文章:
......
关于防腐的电影(遗体防腐电影)
来安静地聊部老片。
论品质,它长期霸占各种影史榜单前列。
论热度,10月29日,中国院线引进4K修复版。
Sir昨天刚在大银幕重温完。
不得不说,又发现不少当初看它时错过的细节和感动。
感觉很奇妙。
今天Sir也想把它分享给每一位毒饭。
8个细节,8份回忆。
请查收:
《入殓师》
おくりびと
p.s. 本文对电影内容有部分剧透,未观看原片或忘记剧情的毒饭不妨先收藏,去电影院观看4K版后再进行阅读
01
鱼
影片开场那条章鱼。
小林从乐团悻悻而归,和妻子袒露自己的窘迫后,陷入了自我怀疑。
突然,妻子一声尖叫。
章鱼在地板上蠕动,塑料袋上还沾着沙砾与残留的墨汁。
这是刚被捕捞上来,最新鲜的证明。
可当小林打算将其放生,丢回河里之后。
章鱼,遇水即死。
哪怕再鲜活,但来自海洋的它也终究无法在河流里生存。
小林想到自己。
于是,毅然选择卖掉大提琴,与妻子回到乡下。
那是他从小长大的地方。
这是一次逃避吗?
可能是。
或许,这更可能是勇敢的另一次出发:
丢下世俗标准的“梦想”,去寻找他熟悉的“大海”。
导演泷田洋二郎也曾经透露这一设定的初衷。
“失业潮在日本一直断断续续存在……所以讲讲这种年轻人转行再获新生,重新寻根的故事其实也蛮有必要。”
这某程度也是主创们自己的故事。
泷田在拍摄《入殓师》之前主要负责拍摄粉红电影,2001年才凭借《阴阳师》名声大噪。
而编剧小山熏堂则是电视节目出身,最广为人知的身份是设计师——网红“熊本熊”之父。
男女主本木雅弘和广末凉子。
演戏之前,也分别是男子乐队与女歌手起家。
而本木雅弘转行的契机,恰恰就是1988年乐队的被迫解散。
巧合吗?
不如说,这就是人生。
回到电影。
小林成为入殓师后的某一天,第二种“鱼”出现。
他在桥上看着河里的鲑鱼发呆。
它们努力地逆流而上,身边却不断有同类的尸体从上游漂下来。
原因么,很简单。
为了繁衍后代,鲑鱼会从大海努力游回出生的溪流与河川产卵。
......
数据摘录:
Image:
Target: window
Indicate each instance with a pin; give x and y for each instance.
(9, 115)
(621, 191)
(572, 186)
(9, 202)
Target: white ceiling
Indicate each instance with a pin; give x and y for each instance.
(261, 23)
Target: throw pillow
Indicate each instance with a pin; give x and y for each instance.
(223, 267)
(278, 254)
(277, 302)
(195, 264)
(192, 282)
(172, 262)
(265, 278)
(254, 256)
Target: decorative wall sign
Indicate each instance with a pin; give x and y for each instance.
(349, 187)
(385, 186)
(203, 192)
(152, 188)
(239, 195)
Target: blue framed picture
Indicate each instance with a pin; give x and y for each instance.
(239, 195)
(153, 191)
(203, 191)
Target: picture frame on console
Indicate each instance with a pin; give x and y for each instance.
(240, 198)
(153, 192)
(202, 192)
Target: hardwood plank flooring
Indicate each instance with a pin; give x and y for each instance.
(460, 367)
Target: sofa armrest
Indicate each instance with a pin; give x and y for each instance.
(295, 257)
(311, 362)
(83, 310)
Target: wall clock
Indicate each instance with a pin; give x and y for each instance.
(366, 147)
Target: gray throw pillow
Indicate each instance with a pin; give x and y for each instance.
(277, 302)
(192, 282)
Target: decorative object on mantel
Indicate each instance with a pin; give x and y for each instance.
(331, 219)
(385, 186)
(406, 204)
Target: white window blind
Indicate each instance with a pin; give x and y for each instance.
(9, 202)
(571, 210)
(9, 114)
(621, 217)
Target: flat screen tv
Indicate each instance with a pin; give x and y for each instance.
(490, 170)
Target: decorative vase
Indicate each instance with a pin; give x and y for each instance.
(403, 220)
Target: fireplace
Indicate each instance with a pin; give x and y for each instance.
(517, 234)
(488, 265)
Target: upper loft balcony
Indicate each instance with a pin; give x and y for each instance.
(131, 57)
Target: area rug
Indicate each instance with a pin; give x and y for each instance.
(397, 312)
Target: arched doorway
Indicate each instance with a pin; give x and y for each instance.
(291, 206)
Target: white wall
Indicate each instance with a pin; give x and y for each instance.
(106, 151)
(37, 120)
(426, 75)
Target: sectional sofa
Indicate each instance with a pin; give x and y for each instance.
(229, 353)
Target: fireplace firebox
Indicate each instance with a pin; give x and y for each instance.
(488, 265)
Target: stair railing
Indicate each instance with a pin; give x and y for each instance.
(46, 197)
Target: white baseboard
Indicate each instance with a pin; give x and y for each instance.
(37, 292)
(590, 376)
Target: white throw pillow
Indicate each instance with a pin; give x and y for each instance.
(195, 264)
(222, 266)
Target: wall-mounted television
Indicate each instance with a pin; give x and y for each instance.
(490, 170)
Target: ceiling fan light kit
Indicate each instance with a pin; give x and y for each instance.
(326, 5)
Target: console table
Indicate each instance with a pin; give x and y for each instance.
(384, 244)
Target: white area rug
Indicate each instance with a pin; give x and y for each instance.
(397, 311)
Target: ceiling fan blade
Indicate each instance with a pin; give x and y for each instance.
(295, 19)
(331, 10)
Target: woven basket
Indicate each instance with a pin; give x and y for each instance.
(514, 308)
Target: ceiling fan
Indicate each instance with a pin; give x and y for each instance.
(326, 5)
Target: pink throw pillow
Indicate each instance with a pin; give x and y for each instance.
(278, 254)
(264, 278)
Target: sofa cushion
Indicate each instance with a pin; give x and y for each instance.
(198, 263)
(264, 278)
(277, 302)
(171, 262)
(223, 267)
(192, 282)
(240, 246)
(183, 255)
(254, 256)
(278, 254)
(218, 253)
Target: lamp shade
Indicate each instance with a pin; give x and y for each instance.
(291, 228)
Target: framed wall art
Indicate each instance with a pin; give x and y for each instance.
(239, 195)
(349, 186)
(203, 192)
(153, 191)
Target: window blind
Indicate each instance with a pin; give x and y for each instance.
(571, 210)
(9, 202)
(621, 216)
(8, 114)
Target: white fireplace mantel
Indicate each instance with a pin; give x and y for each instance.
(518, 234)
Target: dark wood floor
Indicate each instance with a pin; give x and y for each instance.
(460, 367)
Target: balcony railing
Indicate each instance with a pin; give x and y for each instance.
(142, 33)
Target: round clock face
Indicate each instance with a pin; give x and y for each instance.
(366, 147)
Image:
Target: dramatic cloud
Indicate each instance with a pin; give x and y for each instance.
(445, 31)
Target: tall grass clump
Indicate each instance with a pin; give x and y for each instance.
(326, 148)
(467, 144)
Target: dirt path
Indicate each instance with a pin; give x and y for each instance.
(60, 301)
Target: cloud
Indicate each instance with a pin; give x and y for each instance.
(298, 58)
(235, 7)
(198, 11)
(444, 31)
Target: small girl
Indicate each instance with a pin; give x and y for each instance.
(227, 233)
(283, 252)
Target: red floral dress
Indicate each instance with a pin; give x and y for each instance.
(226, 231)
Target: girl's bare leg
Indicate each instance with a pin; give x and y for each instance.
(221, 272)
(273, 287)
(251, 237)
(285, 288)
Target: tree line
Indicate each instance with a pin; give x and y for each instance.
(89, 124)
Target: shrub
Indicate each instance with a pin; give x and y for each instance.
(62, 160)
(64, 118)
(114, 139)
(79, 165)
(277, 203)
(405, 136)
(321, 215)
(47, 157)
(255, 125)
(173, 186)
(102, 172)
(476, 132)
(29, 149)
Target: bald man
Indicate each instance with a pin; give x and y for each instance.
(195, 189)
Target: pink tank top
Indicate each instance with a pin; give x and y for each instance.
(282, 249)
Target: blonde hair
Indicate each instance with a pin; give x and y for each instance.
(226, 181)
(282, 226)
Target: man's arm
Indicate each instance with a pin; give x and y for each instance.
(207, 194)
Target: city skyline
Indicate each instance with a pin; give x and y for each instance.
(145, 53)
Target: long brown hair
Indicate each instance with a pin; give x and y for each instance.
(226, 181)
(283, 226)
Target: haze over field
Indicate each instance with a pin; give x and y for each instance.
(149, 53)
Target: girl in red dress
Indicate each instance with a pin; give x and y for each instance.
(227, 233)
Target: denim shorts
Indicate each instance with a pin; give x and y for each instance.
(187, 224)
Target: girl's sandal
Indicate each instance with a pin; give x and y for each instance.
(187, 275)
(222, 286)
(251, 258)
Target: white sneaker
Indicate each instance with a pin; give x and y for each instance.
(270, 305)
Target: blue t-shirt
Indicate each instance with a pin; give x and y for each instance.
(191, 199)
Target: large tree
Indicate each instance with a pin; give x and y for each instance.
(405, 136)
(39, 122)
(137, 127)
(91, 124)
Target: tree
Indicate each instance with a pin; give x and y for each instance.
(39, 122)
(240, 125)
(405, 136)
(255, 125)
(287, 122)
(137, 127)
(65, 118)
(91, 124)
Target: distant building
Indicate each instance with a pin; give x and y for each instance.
......
题目:
这篇谈《入殓师》的文章提到了哪些主创人员?写出全部姓名，并注明各人在片中的职务。

解答:
泷田洋二郎：导演
小山熏堂：编剧
本木雅弘：男主角
广末凉子：女主角